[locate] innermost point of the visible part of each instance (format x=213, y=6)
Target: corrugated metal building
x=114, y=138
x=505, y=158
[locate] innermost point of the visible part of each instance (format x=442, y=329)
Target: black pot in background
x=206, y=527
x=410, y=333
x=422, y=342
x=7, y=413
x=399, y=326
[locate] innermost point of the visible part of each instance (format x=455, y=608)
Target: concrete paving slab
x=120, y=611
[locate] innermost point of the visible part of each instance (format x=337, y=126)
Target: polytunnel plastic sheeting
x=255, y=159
—————
* [EXERCISE DESCRIPTION] Please copy each line of the records above in which the word "part" can be found.

* [ANSWER AREA]
[locate] innermost point of the visible part of each instance (format x=213, y=6)
[locate] innermost point of the visible part of each instance (format x=442, y=329)
[locate] innermost point of the visible part of each instance (format x=455, y=608)
[locate] innermost point of the visible part of each instance (format x=337, y=126)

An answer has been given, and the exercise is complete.